EXERCISE PROMPT =>
From the entries below, copy out all lines holding "blue".

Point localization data
□ □ □ □ □
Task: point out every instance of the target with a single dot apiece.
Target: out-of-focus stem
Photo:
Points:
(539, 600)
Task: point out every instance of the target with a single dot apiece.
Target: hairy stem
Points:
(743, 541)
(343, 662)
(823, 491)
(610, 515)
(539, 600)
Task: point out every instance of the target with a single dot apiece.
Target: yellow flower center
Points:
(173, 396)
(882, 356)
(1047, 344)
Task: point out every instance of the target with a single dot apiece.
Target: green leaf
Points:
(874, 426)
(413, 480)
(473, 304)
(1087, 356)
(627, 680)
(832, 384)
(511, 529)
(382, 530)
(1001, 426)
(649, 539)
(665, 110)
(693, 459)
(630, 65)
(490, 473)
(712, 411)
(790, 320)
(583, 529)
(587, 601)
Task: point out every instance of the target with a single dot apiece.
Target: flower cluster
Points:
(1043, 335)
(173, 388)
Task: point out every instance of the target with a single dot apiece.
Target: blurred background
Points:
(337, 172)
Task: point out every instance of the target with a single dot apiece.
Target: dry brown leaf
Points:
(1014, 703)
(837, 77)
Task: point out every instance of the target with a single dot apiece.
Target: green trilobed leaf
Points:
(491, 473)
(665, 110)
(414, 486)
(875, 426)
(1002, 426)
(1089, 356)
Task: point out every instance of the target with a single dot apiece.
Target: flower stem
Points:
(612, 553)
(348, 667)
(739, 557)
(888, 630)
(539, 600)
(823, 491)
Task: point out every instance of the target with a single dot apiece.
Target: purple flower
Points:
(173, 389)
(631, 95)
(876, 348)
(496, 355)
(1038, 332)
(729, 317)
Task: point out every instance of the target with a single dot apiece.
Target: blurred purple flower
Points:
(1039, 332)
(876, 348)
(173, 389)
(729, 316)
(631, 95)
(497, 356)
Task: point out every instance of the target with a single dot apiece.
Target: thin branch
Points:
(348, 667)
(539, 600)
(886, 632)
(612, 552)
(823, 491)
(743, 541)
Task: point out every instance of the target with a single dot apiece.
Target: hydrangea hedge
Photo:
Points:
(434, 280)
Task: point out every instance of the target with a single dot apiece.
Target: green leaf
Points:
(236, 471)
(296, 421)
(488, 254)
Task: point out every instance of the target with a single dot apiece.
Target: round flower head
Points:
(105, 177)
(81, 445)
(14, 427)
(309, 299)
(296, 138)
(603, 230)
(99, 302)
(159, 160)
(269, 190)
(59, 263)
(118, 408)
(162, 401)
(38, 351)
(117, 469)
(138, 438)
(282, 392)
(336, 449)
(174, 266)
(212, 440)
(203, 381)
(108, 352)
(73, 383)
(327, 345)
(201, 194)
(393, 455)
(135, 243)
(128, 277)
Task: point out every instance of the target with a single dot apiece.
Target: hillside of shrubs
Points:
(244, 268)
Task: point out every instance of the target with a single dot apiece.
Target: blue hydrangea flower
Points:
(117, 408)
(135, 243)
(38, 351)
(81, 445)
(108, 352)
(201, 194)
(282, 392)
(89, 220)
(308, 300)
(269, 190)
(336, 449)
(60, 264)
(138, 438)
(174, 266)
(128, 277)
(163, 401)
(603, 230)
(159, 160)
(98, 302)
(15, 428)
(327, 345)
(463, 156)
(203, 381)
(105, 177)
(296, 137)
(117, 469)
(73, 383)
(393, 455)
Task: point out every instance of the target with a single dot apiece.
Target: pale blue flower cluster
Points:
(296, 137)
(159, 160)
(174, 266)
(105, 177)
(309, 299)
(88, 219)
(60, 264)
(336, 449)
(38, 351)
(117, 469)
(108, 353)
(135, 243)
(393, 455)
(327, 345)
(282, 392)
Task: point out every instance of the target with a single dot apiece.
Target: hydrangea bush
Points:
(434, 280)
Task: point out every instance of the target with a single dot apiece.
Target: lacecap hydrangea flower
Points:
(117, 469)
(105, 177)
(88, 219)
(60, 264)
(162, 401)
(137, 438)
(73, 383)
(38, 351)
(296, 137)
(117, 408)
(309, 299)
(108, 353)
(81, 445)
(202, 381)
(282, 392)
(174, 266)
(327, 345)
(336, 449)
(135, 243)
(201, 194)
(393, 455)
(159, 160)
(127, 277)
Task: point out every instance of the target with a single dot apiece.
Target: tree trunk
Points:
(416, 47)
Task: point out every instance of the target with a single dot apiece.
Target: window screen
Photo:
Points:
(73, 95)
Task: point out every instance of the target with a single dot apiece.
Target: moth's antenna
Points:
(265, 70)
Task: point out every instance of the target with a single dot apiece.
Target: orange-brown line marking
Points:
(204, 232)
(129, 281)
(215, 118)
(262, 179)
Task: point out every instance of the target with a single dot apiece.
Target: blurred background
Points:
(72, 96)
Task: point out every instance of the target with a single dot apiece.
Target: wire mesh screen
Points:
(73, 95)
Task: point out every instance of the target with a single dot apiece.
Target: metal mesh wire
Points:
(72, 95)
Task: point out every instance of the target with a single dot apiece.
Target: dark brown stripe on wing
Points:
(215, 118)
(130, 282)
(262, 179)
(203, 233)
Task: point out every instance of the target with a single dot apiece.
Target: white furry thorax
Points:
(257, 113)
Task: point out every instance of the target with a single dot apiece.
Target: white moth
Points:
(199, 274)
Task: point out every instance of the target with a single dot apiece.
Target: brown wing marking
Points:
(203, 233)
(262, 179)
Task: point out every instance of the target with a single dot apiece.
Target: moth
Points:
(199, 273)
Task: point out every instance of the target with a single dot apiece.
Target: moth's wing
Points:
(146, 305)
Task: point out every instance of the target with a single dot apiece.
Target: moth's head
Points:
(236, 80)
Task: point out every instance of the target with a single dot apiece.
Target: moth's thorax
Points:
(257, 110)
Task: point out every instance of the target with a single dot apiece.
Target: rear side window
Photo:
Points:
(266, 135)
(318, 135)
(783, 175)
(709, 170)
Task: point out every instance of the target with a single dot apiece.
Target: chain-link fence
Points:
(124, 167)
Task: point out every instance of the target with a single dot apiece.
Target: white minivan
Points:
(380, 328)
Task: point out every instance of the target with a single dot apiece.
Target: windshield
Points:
□ □ □ □ □
OUTPUT OF THE EXERCISE =>
Target: blue hydrangea flower
Target: pale blue flower cluster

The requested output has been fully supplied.